**Seitenauszug**
Was macht der Krieg mit Russlanddeutschen?

Junge Russlanddeutsche berichten aus ihrem Alltag
Isabell Voth

Am 24. Februar jährt sich der Ukraine-Krieg. Unsere Reporterin Isabell hat mit Russlanddeutschen aus Hessen über Vorurteile und Diskriminierung gesprochen.

Von Isabell Voth

Am 24. Februar jährt sich der russische Angriffskrieg auf die Ukraine. Seitdem stehen Russlanddeutsche im medialen Fokus. Unsaubere Berichterstattung mancher Medien fördern antislawischem Rassismus, sagt unsere Reporterin Isabell, die selbst Russlanddeutsche ist. Sie weiß aus ihrem eigenen Umfeld: Viele Russlanddeutsche erleben Diskriminierung. Isabell hat drei Russlanddeutsche aus Hessen gefragt, welche Auswirkungen Putins Krieg auf ihren Alltag hat.

**Kurze Aufgabe**
Schreibe aus dem Seitenauszug die Stelle ab, die bei den Worten „Am 24. Februar jährt sich der russische“ einsetzt und nach „ihren Alltag hat.“ aufhört. Das anschließende Material steht für sich und hat mit dem Seitenauszug nichts zu tun.

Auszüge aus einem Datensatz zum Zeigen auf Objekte
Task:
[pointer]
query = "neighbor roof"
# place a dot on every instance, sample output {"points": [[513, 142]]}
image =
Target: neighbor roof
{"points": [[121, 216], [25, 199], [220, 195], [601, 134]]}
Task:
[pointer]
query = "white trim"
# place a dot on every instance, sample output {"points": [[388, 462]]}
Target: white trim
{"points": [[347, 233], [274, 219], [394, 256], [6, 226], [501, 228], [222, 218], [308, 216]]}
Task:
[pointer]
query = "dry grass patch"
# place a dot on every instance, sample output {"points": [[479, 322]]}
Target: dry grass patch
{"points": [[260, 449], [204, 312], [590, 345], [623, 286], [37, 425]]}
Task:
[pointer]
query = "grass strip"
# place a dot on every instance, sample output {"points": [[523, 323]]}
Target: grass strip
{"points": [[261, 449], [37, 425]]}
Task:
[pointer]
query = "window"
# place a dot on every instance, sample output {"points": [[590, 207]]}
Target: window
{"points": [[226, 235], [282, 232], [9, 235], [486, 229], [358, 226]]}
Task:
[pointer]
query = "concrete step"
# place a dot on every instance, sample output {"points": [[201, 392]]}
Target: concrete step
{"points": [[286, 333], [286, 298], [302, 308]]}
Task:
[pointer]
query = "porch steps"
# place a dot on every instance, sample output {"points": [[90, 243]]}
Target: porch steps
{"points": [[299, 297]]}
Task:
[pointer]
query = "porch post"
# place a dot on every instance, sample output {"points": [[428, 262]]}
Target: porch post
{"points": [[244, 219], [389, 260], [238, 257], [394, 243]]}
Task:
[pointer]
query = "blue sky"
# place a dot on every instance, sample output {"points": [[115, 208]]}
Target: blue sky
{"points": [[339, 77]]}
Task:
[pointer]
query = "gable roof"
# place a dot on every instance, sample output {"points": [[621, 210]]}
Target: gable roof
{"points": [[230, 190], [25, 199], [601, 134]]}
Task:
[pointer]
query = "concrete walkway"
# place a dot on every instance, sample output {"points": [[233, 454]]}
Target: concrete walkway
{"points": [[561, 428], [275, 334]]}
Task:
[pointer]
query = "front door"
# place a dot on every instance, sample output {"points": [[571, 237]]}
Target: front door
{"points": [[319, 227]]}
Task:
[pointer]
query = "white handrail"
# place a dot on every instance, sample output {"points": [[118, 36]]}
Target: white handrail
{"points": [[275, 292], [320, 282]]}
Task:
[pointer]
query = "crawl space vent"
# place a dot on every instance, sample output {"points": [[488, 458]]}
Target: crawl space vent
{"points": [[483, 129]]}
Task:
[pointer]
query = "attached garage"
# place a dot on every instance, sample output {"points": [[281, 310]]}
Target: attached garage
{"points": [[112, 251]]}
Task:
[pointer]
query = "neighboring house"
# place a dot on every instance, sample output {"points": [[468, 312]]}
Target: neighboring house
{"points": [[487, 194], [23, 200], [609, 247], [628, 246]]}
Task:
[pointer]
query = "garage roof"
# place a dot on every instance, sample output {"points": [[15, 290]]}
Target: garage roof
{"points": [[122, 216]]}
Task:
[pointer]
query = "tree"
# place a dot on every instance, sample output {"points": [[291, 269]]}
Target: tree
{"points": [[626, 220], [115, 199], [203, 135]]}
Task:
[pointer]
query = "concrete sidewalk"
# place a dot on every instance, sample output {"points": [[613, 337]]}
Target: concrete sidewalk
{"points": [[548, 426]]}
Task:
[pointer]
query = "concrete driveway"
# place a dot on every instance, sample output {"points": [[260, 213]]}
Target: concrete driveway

**Lösung**
Am 24. Februar jährt sich der russische Angriffskrieg auf die Ukraine. Seitdem stehen Russlanddeutsche im medialen Fokus. Unsaubere Berichterstattung mancher Medien fördern antislawischem Rassismus, sagt unsere Reporterin Isabell, die selbst Russlanddeutsche ist. Sie weiß aus ihrem eigenen Umfeld: Viele Russlanddeutsche erleben Diskriminierung. Isabell hat drei Russlanddeutsche aus Hessen gefragt, welche Auswirkungen Putins Krieg auf ihren Alltag hat.